• [Dataset excerpt]:
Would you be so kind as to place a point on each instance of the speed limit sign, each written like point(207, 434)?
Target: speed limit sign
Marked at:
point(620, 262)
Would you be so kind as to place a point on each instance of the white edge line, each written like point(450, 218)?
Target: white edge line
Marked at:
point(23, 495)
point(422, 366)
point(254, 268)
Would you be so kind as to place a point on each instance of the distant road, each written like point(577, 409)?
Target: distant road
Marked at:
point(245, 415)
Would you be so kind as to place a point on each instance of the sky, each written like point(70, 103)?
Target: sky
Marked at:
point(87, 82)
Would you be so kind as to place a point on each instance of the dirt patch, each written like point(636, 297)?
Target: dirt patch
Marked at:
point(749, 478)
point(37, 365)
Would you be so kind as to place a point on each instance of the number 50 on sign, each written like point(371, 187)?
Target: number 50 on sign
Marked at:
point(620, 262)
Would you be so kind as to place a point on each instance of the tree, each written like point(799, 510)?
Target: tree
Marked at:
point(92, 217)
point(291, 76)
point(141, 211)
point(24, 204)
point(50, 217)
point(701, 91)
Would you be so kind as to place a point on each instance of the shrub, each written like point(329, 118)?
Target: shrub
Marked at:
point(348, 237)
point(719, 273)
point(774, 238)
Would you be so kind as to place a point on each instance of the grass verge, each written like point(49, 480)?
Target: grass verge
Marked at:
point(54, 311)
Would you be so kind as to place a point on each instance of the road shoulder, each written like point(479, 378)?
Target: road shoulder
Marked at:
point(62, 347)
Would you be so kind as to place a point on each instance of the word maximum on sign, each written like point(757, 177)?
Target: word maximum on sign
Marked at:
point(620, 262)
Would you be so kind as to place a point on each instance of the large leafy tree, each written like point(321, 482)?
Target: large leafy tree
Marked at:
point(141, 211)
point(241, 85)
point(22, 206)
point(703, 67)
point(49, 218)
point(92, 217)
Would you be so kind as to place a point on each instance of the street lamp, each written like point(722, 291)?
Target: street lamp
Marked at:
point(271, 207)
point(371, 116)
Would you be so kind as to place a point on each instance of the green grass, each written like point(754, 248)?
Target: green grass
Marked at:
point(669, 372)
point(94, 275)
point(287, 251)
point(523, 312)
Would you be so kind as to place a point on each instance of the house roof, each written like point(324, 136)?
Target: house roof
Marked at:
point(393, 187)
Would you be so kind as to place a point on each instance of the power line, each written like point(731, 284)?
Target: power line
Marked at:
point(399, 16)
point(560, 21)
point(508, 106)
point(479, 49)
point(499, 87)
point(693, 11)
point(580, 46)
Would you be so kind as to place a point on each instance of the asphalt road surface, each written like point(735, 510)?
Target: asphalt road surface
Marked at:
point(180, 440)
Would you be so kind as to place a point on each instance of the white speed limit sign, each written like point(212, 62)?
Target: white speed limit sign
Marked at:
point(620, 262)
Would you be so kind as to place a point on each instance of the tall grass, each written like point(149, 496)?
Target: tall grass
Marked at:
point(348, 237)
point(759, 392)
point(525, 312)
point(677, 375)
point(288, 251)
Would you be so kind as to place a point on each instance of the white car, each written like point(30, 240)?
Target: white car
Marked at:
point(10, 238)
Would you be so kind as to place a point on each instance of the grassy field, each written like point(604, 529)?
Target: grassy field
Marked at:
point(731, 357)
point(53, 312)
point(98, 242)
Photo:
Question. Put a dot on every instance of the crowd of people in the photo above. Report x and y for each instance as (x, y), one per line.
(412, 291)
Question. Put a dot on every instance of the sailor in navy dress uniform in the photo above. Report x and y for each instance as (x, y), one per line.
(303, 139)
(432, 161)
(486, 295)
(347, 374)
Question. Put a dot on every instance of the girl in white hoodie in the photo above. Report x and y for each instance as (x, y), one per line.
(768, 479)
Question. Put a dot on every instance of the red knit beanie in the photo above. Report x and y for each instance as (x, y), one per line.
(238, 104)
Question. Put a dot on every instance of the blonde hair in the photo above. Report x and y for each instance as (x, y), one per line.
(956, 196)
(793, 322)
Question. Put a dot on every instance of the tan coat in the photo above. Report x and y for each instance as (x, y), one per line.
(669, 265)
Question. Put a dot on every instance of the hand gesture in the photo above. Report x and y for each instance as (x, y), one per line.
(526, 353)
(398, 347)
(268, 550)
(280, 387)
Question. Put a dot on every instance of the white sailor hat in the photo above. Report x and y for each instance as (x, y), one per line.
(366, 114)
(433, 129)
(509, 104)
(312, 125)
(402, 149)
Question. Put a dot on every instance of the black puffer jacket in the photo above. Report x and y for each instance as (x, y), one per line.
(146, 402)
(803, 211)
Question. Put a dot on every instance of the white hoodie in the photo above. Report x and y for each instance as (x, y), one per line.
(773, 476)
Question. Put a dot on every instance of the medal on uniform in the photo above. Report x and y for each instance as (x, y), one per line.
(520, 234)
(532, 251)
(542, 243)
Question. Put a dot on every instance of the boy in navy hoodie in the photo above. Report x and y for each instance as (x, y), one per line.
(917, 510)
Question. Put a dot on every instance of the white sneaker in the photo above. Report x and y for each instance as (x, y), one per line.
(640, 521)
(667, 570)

• [Work to be completed]:
Reproduce word for word everything from the start of the material down to the line containing "point(701, 91)", including both of those lines.

• [Solution below]:
Would you be so kind as to place a point on each instance of the speed limit sign, each written like point(207, 434)?
Target: speed limit sign
Marked at:
point(620, 262)
Would you be so kind as to place a point on each instance of the white edge line, each written like point(450, 218)?
Target: white edge line
Marked at:
point(23, 495)
point(422, 366)
point(254, 268)
Would you be so kind as to place a point on each instance of the distant road, each written like point(577, 409)?
Target: distant road
Marked at:
point(245, 415)
Would you be so kind as to place a point on each instance of the sky, each written like point(70, 103)?
Target: sky
Marked at:
point(87, 82)
Would you be so kind as to place a point on each instance of the dirt patch, each written like point(636, 297)?
Target: dirt patch
Marked at:
point(749, 478)
point(37, 365)
Would you be so kind as to place a point on each instance of the number 50 on sign, each written like point(371, 187)?
Target: number 50 on sign
Marked at:
point(620, 262)
Would you be so kind as to place a point on each instance of the tree, each written like point(799, 510)?
Target: tree
Marked at:
point(92, 217)
point(291, 76)
point(141, 211)
point(24, 204)
point(50, 217)
point(701, 91)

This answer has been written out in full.